Что сделать:
Можете привести заново только строки между строкой с «Target: snow-covered mountain range» и строкой с «x=334 y=136» включительно, заменив в них «grassy field» на «green meadow» и не меняя ничего другого?

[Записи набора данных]
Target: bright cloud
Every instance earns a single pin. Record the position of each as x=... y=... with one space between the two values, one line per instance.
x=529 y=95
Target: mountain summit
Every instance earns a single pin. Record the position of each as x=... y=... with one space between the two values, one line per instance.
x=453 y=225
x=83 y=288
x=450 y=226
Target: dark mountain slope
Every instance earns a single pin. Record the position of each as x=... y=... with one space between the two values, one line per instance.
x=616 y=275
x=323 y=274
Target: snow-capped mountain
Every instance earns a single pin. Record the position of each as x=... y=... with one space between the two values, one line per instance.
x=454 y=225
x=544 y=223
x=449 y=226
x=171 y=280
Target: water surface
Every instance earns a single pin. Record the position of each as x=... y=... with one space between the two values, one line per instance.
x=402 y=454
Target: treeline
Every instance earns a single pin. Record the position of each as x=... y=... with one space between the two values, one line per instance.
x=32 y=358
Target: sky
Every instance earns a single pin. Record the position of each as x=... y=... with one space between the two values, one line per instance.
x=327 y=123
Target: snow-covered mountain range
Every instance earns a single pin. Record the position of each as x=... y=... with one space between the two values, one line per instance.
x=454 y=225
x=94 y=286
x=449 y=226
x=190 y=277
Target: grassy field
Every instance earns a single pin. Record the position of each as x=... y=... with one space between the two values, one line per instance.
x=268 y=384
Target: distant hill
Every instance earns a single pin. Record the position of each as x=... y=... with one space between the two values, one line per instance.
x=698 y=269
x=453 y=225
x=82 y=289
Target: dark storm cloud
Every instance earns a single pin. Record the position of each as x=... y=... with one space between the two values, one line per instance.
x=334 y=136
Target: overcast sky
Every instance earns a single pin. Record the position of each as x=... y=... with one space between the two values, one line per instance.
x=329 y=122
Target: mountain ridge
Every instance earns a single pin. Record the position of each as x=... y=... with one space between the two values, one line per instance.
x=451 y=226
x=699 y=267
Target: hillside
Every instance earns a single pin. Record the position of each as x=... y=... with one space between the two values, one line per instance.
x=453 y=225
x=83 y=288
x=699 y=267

Решение задания:
Target: snow-covered mountain range
Every instance earns a single pin. Record the position of each as x=... y=... with one space between the two values, one line per instance.
x=454 y=225
x=94 y=286
x=449 y=226
x=190 y=277
Target: green meadow
Every instance earns a single pin. Record the position of each as x=... y=... with one space between the two values, one line per instance.
x=268 y=384
Target: distant hill
Every instance earns a single pin. Record the position of each as x=... y=... with one space between the two values, one line per instance.
x=698 y=269
x=453 y=225
x=82 y=289
Target: dark storm cloud
Every instance earns a single pin. Record the position of each as x=... y=... with one space between the two values, one line per instance.
x=334 y=136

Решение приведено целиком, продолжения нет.